● Your tasks
[a] Decide whether each statement agrees with the passage below on AI in health science education, answering yes or no and quoting the words that settle it: (i) The passage recommends adding behavioral or observational measures to self-reported responses. (ii) The passage reports a weak correlation between familiarity with AI and perceived usefulness. (iii) The passage lists clinical simulations among the settings that guidelines on AI use should address.
[b] Extend the passage below on AI in health science education, picking up after its final sentence.

To mitigate these limitations in future research, we recommend the inclusion of triangulated data sources, such as behavioural or observational measures (e.g., usage tracking, scenario-based assessments), to supplement self-reported responses. Longitudinal studies or experimental designs may also help to better capture how students’ attitudes and behaviours evolve over time and in response to specific interventions.
4.2. Implications
The results of this study have several practical implications for curriculum development, institutional policy and faculty training in health science education. First, the strong correlation between familiarity with AI, skills and perceived usefulness suggests that early exposure to AI and structured AI skills training are essential. Institutions should consider integrating AI skill building modules into degree programmes to help students develop confidence and competence in the critical and ethical use of these tools. Second, the data emphasise the need for formal guidance on the ethical use of AI, particularly with regard to academic integrity, data privacy and responsible sourcing. Health sciences faculty and educators should work together to develop clear guidelines and teaching guides that demystify the appropriate or inappropriate use of AI in assessments, group work and clinical simulations.

● Entries shown

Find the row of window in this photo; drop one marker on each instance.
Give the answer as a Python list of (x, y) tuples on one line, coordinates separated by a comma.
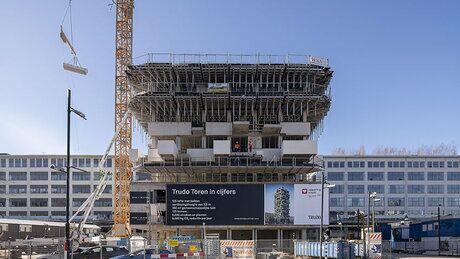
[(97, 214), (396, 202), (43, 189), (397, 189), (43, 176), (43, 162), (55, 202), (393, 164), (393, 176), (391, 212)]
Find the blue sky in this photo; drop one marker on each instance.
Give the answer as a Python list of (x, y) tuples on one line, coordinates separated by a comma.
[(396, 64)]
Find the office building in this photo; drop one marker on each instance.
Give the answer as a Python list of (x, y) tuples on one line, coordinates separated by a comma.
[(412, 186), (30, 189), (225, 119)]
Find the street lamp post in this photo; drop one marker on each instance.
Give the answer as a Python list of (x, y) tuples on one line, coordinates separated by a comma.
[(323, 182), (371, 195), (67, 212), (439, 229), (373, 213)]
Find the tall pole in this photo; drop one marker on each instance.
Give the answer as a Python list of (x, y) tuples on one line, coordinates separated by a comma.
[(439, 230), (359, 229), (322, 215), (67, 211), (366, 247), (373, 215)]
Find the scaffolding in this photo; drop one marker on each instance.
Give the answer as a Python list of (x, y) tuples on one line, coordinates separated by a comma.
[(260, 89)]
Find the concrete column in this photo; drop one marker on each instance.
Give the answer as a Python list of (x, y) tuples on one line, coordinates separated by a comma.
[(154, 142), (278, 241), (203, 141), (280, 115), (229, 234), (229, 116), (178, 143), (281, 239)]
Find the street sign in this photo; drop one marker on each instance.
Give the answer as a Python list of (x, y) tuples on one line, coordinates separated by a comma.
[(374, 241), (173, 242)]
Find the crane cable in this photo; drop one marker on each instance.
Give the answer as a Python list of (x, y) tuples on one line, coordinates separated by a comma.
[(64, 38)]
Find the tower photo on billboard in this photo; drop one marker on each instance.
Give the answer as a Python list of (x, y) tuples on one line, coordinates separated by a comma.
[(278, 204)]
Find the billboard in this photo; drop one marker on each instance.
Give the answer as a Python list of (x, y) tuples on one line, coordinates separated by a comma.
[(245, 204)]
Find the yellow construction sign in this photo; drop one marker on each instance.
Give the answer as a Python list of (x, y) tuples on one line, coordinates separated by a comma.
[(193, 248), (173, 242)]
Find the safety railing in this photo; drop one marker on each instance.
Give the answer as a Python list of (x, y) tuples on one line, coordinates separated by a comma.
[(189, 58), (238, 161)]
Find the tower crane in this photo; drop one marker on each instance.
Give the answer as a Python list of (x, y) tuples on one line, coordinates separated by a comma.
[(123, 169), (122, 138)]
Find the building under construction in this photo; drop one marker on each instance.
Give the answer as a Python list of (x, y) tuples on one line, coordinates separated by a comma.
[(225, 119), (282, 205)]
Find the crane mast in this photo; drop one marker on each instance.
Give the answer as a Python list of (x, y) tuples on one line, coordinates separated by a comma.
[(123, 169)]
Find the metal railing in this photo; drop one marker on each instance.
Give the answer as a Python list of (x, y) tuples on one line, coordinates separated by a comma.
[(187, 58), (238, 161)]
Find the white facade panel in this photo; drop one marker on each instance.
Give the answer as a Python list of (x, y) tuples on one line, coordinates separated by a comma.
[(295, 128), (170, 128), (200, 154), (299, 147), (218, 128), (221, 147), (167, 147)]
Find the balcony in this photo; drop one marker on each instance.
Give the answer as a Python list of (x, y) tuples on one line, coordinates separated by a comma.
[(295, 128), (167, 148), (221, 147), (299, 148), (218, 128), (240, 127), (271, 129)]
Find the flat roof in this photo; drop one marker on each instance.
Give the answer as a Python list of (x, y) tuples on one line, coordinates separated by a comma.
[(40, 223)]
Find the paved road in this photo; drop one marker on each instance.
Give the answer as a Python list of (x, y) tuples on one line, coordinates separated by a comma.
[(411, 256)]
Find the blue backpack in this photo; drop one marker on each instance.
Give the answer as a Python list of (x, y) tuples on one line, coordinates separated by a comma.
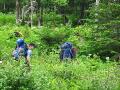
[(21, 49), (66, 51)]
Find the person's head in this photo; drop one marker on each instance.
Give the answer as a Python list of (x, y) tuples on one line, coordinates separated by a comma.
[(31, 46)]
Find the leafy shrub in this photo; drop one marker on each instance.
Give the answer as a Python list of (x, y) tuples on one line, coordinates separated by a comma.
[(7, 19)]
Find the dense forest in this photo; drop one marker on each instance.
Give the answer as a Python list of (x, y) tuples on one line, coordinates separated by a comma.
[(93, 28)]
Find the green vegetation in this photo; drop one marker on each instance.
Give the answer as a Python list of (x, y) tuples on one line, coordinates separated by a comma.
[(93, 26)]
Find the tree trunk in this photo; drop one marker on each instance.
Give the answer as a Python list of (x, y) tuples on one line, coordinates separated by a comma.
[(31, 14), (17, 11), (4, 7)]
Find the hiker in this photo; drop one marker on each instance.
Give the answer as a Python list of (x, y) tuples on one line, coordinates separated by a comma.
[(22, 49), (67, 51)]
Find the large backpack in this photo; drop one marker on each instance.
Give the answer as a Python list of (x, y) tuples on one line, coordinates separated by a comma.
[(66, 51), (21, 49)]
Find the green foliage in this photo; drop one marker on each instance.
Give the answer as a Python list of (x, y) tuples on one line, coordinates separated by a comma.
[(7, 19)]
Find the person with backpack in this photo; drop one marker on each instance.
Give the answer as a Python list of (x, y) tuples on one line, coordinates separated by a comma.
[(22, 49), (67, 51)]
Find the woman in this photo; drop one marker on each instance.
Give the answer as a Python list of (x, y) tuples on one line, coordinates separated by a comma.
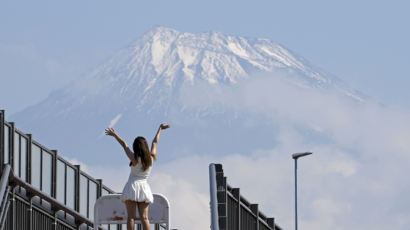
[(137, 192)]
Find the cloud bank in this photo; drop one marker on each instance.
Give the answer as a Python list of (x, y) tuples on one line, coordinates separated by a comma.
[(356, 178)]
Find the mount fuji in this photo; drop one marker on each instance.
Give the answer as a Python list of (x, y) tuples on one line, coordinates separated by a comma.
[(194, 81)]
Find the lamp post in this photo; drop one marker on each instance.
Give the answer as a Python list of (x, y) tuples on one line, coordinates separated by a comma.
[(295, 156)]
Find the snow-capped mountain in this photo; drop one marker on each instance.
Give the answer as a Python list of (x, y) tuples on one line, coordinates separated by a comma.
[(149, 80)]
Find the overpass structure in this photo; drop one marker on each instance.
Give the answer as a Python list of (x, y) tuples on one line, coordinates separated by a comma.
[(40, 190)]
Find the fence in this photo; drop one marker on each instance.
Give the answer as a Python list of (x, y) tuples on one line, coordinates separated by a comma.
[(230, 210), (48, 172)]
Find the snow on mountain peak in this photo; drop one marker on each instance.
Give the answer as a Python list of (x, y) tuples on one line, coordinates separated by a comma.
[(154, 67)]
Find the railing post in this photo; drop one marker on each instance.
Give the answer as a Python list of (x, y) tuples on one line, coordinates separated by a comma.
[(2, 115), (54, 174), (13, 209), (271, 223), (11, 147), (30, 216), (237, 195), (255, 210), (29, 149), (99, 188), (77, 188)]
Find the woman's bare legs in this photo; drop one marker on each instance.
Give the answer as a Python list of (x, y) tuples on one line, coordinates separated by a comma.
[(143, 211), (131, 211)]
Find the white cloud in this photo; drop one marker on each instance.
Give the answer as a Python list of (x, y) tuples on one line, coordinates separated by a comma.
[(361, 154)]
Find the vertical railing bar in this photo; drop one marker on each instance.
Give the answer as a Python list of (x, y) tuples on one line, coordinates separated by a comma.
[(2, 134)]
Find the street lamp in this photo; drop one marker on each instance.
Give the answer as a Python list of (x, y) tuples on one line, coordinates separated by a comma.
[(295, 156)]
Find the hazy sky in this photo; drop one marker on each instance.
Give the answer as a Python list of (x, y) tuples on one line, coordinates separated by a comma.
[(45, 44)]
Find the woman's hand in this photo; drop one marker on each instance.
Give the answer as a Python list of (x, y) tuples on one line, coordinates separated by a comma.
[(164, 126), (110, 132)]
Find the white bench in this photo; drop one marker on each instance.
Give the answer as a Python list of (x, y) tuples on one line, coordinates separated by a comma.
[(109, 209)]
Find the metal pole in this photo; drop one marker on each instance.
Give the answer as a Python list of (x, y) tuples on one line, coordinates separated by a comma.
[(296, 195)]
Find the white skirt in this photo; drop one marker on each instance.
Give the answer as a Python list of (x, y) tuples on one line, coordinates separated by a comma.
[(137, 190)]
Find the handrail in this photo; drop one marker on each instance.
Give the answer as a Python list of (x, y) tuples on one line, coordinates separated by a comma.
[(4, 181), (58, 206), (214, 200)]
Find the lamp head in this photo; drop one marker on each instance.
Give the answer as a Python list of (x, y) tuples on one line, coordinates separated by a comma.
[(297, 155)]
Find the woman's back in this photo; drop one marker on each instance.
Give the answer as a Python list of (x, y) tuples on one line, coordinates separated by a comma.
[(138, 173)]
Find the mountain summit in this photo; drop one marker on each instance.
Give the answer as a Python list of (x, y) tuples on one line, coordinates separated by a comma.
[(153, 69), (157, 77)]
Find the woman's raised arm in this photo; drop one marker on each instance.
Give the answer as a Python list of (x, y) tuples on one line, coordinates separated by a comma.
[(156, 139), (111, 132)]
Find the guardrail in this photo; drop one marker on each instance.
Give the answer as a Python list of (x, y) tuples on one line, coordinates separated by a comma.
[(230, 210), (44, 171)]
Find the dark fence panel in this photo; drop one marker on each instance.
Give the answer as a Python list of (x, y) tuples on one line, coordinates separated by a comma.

* * *

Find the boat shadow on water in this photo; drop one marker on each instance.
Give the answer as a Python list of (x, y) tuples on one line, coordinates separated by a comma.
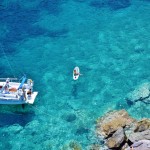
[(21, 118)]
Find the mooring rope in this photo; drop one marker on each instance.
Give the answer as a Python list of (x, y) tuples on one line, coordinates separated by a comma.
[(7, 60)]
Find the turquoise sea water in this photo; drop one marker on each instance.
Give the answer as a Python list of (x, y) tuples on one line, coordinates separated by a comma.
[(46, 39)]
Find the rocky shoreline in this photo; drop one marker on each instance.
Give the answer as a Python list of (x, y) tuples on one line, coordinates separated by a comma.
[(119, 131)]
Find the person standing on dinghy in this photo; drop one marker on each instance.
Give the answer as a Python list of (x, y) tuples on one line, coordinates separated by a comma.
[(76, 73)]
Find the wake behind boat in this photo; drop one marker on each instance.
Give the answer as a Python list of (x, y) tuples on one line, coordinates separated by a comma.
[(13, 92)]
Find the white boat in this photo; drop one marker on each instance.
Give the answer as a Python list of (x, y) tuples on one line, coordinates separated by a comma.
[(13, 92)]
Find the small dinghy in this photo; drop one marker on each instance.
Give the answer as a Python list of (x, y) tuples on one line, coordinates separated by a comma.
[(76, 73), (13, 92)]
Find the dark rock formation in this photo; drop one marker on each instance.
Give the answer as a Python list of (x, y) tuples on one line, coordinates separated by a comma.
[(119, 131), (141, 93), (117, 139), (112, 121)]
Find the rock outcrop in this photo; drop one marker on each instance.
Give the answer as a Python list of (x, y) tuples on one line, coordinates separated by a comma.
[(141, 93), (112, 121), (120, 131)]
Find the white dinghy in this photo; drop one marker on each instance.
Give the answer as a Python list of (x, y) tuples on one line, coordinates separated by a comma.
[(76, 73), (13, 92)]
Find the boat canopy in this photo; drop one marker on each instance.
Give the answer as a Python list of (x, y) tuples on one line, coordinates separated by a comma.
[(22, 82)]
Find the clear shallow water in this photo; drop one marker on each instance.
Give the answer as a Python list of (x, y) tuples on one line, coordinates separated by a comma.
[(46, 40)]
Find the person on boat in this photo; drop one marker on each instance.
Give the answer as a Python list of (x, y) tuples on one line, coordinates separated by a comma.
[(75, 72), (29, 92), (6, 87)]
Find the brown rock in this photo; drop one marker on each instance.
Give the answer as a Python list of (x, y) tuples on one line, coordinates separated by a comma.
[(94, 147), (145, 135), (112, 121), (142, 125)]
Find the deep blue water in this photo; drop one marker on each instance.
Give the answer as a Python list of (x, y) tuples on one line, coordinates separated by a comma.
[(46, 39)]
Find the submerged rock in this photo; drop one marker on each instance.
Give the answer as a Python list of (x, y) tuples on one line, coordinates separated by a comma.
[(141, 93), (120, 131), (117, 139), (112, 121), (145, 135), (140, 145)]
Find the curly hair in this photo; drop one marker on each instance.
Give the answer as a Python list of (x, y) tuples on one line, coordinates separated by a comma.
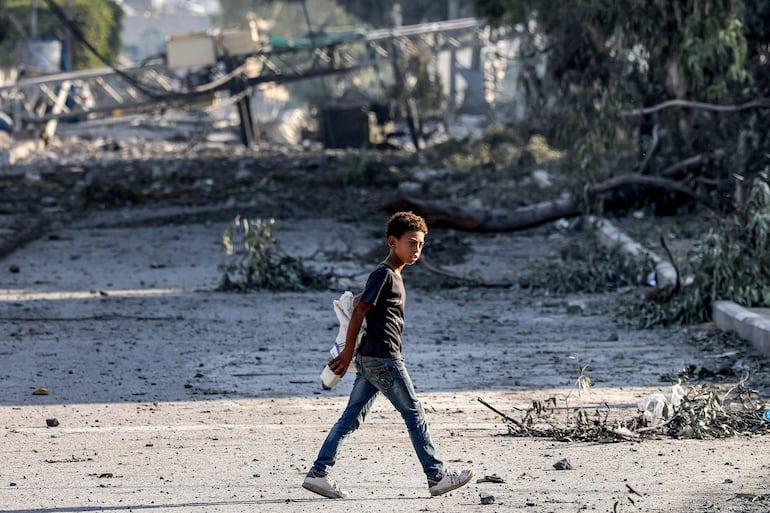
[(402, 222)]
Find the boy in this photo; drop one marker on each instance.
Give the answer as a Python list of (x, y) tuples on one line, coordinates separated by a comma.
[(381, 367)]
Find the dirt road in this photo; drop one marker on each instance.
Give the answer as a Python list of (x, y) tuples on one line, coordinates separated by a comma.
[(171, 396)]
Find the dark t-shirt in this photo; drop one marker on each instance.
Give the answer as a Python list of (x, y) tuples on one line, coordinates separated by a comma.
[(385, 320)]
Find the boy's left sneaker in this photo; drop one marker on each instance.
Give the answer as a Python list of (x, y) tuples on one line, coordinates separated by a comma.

==

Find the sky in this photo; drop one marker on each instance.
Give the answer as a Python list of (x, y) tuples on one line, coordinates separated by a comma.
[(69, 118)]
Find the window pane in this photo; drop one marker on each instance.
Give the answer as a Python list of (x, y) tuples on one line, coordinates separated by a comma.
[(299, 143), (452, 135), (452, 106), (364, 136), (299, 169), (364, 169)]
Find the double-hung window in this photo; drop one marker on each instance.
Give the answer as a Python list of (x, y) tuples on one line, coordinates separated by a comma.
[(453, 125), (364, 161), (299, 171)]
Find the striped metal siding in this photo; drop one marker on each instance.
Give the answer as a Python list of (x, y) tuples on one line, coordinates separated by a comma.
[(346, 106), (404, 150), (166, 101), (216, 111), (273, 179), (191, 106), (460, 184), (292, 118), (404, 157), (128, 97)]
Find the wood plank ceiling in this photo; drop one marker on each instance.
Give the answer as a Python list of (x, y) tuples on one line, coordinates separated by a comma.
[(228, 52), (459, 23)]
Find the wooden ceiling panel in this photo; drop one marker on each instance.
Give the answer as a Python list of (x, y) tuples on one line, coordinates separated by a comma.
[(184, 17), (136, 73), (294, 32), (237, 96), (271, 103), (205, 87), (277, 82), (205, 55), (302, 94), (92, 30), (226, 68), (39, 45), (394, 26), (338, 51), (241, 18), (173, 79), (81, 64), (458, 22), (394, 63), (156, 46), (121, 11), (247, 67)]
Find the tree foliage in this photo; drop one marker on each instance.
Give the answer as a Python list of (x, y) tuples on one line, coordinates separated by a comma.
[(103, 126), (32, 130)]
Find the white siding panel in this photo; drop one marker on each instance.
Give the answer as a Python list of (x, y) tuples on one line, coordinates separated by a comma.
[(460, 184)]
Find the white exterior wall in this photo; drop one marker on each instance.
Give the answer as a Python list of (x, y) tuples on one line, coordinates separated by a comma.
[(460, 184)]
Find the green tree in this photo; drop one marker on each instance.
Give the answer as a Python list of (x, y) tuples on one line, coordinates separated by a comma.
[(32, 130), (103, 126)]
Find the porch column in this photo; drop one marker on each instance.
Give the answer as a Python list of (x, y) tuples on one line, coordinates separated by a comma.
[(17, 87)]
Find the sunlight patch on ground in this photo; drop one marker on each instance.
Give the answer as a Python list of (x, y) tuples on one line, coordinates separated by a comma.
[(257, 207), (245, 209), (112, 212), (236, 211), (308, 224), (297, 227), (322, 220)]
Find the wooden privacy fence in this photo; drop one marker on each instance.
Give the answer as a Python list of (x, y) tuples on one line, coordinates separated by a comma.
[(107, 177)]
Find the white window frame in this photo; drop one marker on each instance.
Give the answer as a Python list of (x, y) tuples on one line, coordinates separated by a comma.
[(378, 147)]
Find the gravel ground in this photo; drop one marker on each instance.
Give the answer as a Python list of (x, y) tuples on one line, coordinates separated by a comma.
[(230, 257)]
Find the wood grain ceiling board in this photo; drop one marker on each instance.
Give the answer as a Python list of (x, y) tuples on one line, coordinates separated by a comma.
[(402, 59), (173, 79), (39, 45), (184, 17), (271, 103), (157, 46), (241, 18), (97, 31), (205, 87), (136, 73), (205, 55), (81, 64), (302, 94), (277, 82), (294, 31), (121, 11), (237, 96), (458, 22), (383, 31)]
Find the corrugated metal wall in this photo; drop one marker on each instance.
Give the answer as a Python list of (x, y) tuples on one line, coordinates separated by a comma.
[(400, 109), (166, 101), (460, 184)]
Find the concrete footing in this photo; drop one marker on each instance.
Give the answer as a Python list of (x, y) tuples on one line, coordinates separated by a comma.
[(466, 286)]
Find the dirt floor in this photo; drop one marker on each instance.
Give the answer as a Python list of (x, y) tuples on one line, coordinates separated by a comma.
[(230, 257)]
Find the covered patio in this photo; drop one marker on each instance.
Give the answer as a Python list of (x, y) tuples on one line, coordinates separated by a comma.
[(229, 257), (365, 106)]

● Set of answers
[a]
(i) Yes: "such as behavioural or observational measures (e.g., usage tracking, scenario-based assessments), to supplement self-reported responses"
(ii) No: "the strong correlation between familiarity with AI, skills and perceived usefulness"
(iii) Yes: "in assessments, group work and clinical simulations"

[b]
As male students and students with greater confidence perceive less risk, educators need to utilise inclusive teaching strategies that support all students, especially those who feel less confident or digitally prepared. Targeted workshops, peer mentoring and supportive AI assignments can help bridge the gap between digital confidence and equality. Given the expressed caution around misinformation and data privacy, institutions should promote critical digital literacy and enable students to recognise AI-generated inaccuracies and understand the implications of data sharing when using public platforms. Working with IT and legal departments to provide briefings or tutorials on the data practices of AI tools can improve transparency and trust.